Trecho do texto:
Outra semelhança é que, assim como na crise imobiliária se acreditava que o valor dos imóveis não cairia, hoje prevalece a narrativa da demanda infinita por IA e da ideia de que esta irá revolucionar a economia. Essa convicção alimenta o “medo de ficar de fora” e a pressa de surfar nessa onda. Fundos e empresas assumem riscos crescentes, convencidos de que financiam um destino inevitável. Como no subprime, a promessa de um futuro brilhante serve para justificar a alavancagem do presente.

Informações extraídas:

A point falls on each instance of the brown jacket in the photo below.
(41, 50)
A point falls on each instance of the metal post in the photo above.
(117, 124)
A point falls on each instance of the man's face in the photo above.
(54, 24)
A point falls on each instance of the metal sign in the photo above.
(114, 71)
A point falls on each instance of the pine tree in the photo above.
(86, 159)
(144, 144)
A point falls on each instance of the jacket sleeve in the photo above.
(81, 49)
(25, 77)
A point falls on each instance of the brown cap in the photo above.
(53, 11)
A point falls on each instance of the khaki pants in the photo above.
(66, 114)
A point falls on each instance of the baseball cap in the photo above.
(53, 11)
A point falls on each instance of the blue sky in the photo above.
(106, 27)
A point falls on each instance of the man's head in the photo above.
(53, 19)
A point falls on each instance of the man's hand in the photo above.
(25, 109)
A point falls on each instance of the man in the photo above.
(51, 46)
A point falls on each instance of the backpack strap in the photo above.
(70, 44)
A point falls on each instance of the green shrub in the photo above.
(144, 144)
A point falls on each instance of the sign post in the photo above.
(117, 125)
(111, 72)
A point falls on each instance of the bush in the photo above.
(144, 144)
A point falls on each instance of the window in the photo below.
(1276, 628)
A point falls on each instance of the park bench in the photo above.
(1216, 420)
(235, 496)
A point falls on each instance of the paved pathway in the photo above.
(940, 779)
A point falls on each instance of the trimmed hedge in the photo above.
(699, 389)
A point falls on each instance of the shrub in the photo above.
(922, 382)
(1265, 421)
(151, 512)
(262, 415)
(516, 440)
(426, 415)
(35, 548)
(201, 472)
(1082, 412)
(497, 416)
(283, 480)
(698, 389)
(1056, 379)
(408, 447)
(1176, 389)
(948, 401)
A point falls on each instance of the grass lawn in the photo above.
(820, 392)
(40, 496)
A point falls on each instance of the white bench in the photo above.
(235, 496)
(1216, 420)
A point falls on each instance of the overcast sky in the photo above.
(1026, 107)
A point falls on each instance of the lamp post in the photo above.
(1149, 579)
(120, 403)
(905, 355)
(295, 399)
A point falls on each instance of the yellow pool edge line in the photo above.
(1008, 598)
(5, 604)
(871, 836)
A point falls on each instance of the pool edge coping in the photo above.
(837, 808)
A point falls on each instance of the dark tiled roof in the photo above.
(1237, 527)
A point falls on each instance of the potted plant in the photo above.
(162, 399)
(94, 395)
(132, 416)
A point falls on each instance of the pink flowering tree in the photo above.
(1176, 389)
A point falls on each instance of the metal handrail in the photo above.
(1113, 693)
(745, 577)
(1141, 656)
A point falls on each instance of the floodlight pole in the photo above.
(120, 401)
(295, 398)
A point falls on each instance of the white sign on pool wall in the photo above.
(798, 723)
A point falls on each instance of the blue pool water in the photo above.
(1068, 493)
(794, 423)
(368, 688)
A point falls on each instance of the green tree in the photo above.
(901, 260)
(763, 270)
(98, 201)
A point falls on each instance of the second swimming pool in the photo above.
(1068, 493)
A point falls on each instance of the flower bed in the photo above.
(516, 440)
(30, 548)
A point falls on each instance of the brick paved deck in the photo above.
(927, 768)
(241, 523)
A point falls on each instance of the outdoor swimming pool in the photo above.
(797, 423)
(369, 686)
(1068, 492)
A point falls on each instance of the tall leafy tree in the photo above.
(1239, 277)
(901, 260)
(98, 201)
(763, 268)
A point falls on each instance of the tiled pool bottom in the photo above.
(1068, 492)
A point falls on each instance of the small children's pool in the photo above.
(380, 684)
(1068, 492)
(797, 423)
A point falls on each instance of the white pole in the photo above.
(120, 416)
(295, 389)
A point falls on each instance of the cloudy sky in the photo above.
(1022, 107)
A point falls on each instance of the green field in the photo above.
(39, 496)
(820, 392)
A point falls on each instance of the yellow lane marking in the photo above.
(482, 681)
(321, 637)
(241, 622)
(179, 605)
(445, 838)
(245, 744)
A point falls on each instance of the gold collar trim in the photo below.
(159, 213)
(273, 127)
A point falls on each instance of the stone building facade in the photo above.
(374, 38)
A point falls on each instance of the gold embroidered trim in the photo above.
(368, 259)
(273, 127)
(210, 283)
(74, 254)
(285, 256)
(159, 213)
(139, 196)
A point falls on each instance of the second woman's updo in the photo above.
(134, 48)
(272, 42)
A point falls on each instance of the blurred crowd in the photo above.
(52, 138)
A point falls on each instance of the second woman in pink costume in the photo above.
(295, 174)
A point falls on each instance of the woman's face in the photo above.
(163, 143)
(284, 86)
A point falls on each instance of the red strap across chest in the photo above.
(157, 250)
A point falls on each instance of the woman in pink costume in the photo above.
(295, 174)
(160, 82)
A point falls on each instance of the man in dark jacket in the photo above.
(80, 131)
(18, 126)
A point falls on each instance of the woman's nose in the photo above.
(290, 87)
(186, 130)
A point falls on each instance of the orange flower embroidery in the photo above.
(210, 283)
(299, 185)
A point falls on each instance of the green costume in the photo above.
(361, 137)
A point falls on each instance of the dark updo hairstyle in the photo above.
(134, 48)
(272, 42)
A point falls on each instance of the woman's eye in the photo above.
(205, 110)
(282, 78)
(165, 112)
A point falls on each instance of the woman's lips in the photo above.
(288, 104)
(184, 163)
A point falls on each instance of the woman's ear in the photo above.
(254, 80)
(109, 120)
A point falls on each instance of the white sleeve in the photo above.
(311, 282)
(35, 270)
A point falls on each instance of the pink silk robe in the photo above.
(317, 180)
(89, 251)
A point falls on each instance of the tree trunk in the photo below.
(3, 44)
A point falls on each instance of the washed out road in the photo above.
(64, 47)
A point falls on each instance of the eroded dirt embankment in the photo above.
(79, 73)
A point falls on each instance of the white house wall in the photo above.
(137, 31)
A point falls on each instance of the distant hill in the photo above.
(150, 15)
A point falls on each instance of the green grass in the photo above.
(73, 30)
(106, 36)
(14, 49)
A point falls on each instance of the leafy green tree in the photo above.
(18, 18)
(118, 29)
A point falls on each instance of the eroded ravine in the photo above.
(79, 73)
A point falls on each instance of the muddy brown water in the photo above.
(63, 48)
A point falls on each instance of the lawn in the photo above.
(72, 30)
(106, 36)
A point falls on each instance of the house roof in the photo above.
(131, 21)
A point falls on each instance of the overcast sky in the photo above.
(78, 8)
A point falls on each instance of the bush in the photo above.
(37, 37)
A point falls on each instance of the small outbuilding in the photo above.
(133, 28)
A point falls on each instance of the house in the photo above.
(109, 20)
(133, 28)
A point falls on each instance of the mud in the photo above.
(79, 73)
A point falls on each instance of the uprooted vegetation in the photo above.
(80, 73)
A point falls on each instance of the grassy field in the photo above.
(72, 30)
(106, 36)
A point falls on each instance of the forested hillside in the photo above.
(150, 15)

O que produzir:
Com base no trecho do texto, responda:
1. Na crise imobiliária, em que se acreditava sobre o valor dos imóveis?
2. Que sentimento é alimentado pela convicção da demanda infinita por IA?
3. O que serve para justificar a alavancagem do presente?

Resposta completa:
1. Acreditava-se que o valor dos imóveis não cairia.
2. O "medo de ficar de fora".
3. A promessa de um futuro brilhante.